• [Aim of the exercise] Every line below should be repeated exactly as written.

• [Entries supplied]
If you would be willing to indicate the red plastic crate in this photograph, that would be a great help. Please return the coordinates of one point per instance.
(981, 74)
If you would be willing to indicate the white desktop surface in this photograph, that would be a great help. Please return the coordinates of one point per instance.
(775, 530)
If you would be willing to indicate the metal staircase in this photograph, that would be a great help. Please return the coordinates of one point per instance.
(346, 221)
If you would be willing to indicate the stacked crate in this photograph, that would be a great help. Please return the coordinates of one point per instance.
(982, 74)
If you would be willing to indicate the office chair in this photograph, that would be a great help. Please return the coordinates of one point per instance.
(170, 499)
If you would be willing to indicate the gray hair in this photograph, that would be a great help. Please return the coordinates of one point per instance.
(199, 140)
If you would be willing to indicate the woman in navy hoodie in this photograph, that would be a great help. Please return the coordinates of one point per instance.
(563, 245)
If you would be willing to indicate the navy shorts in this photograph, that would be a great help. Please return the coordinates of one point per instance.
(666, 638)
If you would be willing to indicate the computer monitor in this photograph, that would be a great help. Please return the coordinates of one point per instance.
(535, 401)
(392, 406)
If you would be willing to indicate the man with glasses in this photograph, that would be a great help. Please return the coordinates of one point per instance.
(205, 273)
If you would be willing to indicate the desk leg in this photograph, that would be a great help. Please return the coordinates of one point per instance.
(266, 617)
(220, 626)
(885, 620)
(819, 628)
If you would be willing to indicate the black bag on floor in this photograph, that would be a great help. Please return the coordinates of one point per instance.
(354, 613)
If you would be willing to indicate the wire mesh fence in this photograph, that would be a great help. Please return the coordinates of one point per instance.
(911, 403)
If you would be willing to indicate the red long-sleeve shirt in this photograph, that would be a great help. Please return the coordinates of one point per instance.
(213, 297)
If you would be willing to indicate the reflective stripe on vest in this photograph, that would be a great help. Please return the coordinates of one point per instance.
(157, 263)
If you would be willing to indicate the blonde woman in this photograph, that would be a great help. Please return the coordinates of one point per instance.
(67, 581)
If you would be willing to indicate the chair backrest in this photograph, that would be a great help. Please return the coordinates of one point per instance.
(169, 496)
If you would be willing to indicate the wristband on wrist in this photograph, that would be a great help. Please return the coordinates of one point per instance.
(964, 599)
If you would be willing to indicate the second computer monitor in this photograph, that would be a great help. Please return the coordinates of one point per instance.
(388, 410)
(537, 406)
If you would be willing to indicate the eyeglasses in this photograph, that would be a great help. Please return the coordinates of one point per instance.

• [Written solution]
If you would be willing to indicate the red plastic crate in this photograph, that would be a great help. Please return the coordinates of one point per instance.
(981, 74)
If you would be willing to indicate the white desktop surface in this photograph, that would be a great help. Please return the coordinates of one point per instance.
(775, 530)
If you would be willing to indicate the metal staircase in this photograph, that would be a great help. Please return the coordinates of one point per instance.
(346, 221)
If you would be willing to indicate the stacked crate in this photograph, that would be a great help. Please return the coordinates of one point per instance.
(982, 74)
If you would be willing to indicate the office chair in this photograph, that would be a great help. Please return the coordinates of one point per instance.
(170, 499)
If you would be willing to indicate the gray hair in this photograph, that would be a great help. Please return the coordinates of one point per instance.
(199, 140)
If you would be willing to indicate the woman in navy hoodie in this photograph, that would be a great help. Please return the coordinates of one point per instance.
(563, 245)
If you would be willing to indicate the navy shorts in this photograph, that would be a great help. Please return the coordinates of one point per instance.
(666, 638)
If you would be willing to indicate the computer monitor in this photograph, that would be a great help. Please return the coordinates of one point per instance.
(535, 401)
(392, 406)
If you would be willing to indicate the man with glasses in this photograph, that would be a great help. Please return the coordinates of one point per instance.
(205, 273)
If you would be willing to indicate the desk leg in this photograph, that would be a great help. Please return the coordinates of one point per instance.
(266, 617)
(220, 626)
(885, 620)
(819, 628)
If you would be willing to indicate the black bag on floor in this photograph, that would be a great help. Please return the coordinates of one point per instance.
(354, 613)
If you would be willing to indicate the wire mesh fence in this photograph, that would be a great help. Please return the coordinates of one point per instance.
(911, 403)
If you would be willing to indicate the red long-sleeve shirt in this photograph, that would be a great help. Please return the coordinates of one point per instance.
(213, 297)
If you would be willing to indicate the reflective stripe on vest in this photograph, that would be a great help. Please return the coordinates of one point per instance.
(157, 263)
If you would be willing to indicate the blonde woman in this photograph, that would be a great help. Please return the coordinates of one point per instance.
(67, 581)
If you would be willing to indicate the chair backrest in this photograph, that would be a great help. Please return the coordinates of one point per instance.
(169, 496)
If you would be willing to indicate the wristband on wrist in this photograph, that would be a great help. Please return the coordinates of one point per instance.
(964, 599)
If you would be willing to indicate the second computer monitor in this photograph, that would be a great help. Please return the coordinates of one point per instance.
(388, 410)
(537, 406)
If you would be willing to indicate the eyeglasses in this photograph, that would be a great help. Please return the coordinates of one point per instance.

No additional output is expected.